Fragmento del documento:

Viene siendo costumbre en los últimos tiempos que algunos autores y autoras se insinúen a través de la contraportada de su novela. Apenas nada, dos o tres líneas para sugerir cuál fue la dificultad que quisieron resolver o bien, si ésta se aparece con evidencia suficiente, dos o tres líneas dedicadas al sesgo de la narración, a cierta especie de luz que se proyecta sobre la materia tratada y, al dejar trozos en sombra, resalta una mejilla, un busto, un conflicto argumental. Líneas sin firma, líneas de contrabando mezcladas con aquellas otras en que el libro se anuncia a sí mismo.

Tarea asignada 1: Copia sin cambios las entradas que van desde la línea que contiene "Target: grass patch" hasta el final de las entradas, con ambos extremos incluidos.

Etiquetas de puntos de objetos
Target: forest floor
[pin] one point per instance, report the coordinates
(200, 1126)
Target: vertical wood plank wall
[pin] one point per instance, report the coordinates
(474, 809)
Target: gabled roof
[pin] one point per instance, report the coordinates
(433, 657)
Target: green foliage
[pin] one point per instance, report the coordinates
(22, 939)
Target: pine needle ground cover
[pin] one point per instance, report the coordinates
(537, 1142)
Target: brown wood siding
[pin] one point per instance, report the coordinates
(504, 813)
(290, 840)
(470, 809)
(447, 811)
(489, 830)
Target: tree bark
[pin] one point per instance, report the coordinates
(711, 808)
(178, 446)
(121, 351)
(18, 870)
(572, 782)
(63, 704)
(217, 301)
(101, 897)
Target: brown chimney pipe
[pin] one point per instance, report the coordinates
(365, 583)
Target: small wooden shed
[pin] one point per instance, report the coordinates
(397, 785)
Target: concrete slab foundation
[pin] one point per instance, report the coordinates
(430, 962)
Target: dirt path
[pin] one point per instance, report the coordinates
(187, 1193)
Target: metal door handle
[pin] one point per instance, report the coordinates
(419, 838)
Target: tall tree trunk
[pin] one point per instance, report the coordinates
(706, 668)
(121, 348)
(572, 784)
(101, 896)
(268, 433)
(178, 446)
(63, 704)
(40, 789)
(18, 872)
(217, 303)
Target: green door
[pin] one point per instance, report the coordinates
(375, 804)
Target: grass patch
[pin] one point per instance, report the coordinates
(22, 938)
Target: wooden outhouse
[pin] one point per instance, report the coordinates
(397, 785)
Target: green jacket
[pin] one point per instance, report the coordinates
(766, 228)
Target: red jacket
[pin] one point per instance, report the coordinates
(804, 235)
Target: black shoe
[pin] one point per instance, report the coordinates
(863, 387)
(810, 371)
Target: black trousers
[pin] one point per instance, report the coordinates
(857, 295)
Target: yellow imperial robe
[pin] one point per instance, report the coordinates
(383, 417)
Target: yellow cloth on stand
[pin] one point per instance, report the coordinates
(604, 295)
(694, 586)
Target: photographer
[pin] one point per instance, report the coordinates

Tarea asignada 2: Reproduce completo y sin ninguna alteración el fragmento sobre las contraportadas de las novelas.

Respuesta completa 1:
Target: grass patch
[pin] one point per instance, report the coordinates
(22, 938)
Target: wooden outhouse
[pin] one point per instance, report the coordinates
(397, 785)
Target: green jacket
[pin] one point per instance, report the coordinates
(766, 228)
Target: red jacket
[pin] one point per instance, report the coordinates
(804, 235)
Target: black shoe
[pin] one point per instance, report the coordinates
(863, 387)
(810, 371)
Target: black trousers
[pin] one point per instance, report the coordinates
(857, 295)
Target: yellow imperial robe
[pin] one point per instance, report the coordinates
(383, 417)
Target: yellow cloth on stand
[pin] one point per instance, report the coordinates
(604, 295)
(694, 586)
Target: photographer
[pin] one point per instance, report the coordinates

Respuesta completa 2:
Viene siendo costumbre en los últimos tiempos que algunos autores y autoras se insinúen a través de la contraportada de su novela. Apenas nada, dos o tres líneas para sugerir cuál fue la dificultad que quisieron resolver o bien, si ésta se aparece con evidencia suficiente, dos o tres líneas dedicadas al sesgo de la narración, a cierta especie de luz que se proyecta sobre la materia tratada y, al dejar trozos en sombra, resalta una mejilla, un busto, un conflicto argumental. Líneas sin firma, líneas de contrabando mezcladas con aquellas otras en que el libro se anuncia a sí mismo.